TEXTE FOURNI
○ ○ ○ ○ ○
Charte des droits de l’enfant du Québec : une avenue assez contraignante ?

Mini-dossier : Droits des enfants

Mini-dossier : Droits des enfants

Charte des droits de l’enfant du Québec : une avenue assez contraignante ?

Anne Thibault

Comme avocate en protection de la jeunesse, j’entends souvent les magistrats dire aux parents : « il faut que les bottines suivent les babines ». En effet, quand on dit vouloir assurer la sécurité et le développement d’un enfant, il est essentiel de passer de la parole aux actes.

Les conditions de vie dans lesquelles les enfants et leurs familles vivent ont un impact déterminant sur la santé, plus encore que leurs comportements individuels, soutient l’Organisation mondiale de la santé. Ces « déterminants sociaux de la santé » peuvent être modifiés par des actions de l’État visant à assurer l’équité en santé, notamment pour les enfants. À cet égard, la Commission spéciale sur les droits des enfants et la protection de la jeunesse (commission Laurent) souligne que les familles «  doivent pouvoir bénéficier d’un revenu suffisant, d’un logement décent et d’un soutien social approprié afin d’améliorer le soutien et le bien-être des enfants  ». Or, bien que les solutions pour favoriser cette équité soient connues, les problématiques reliées au manque de services préventifs pour soutenir les familles et leurs enfants ne font que se répéter.

Une vie équitable pour les enfants

La commission Laurent conclut ainsi que les services préventifs de premières lignes visant à soutenir les familles et leurs enfants dans la communauté ont souffert de sous-financement à travers les quatre dernières décennies, contribuant à augmenter le niveau de gravité des difficultés vécues par les enfants. Même le ministère de la Santé et des services sociaux reconnaît que « les difficultés d’accès aux services ainsi que les délais d’intervention peuvent avoir comme conséquences que la situation à la source d’un besoin de soutien psychosocial se détériore et se transforme en besoin de protection », comme le rappelle encore la commission Laurent.

Mais que faire devant ce manque de financement et de volonté politique pour réellement mettre en œuvre un filet social assurant de bonnes conditions de vie équitables pour l’ensemble des enfants et leurs familles ?

La Commission Laurent recommande au gouvernement de créer une charte des droits de l’enfant et de rendre celle-ci quasi constitutionnelle, et ce « afin que le droit des enfants dispose de la même protection que les droits de la personne prévus à la Charte québécoise des droits et libertés ». Selon le rapport, cette charte permettrait une reconnaissance supplémentaire en droit québécois, du fait que le Québec s’est engagé par décret, en 1991, à respecter la Convention internationale relative au droit de l’enfant, mais que lesdits engagements ne sont pas tous respectés.
○ ○ ○ ○ ○
DONNÉES AFFICHÉES

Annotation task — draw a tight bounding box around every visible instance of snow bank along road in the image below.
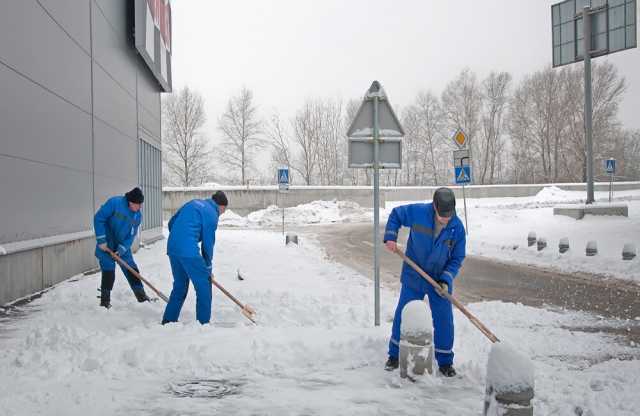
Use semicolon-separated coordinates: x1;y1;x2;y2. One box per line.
0;229;640;416
308;224;640;343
○ ○ ○ ○ ○
TÂCHE DEMANDÉE A
Répondez à ces questions sur le texte consacré à la charte des droits de l'enfant du Québec :
(i) Selon l'Organisation mondiale de la santé, qu'est-ce qui a un impact plus déterminant sur la santé que les comportements individuels ?
(ii) D'après la commission Laurent, pendant combien de décennies les services préventifs de première ligne ont-ils été sous-financés ?
(iii) En quelle année le Québec s'est-il engagé par décret à respecter la Convention internationale relative au droit de l'enfant ?
TÂCHE DEMANDÉE B
Poursuivez le texte sur la charte des droits de l'enfant du Québec à partir de sa dernière phrase.

BONNE RÉPONSE A
(i) Les conditions de vie dans lesquelles les enfants et leurs familles vivent.
(ii) Pendant les quatre dernières décennies.
(iii) En 1991.

BONNE RÉPONSE B
Contraindre l’État

Une question demeure : en quoi la création d’une charte des droits de l’enfant ayant le même statut que la Charte des droits et libertés du Québec ajouterait-elle une force supplémentaire permettant d’assurer la mise en œuvre des droits de l’enfant ? Avant de répondre à cette question, il est important de rappeler le contenu de la Charte québécoise et de son application.

Le statut « quasi constitutionnel » de la Charte des droits et libertés du Québec lui donne préséance sur l’ensemble des lois du Québec (art. 55) et permet de contraindre à la fois l’État québécois (art. 54) et les personnes à la respecter. En comparaison, la Charte canadienne des droits et libertés a un statut constitutionnel, celle-ci faisant partie intégrante de la Loi constitutionnelle de 1982. Ainsi, la Charte canadienne a préséance sur l’ensemble des lois fédérales et provinciales et l’ensemble des gouvernements sont contraints à la respecter.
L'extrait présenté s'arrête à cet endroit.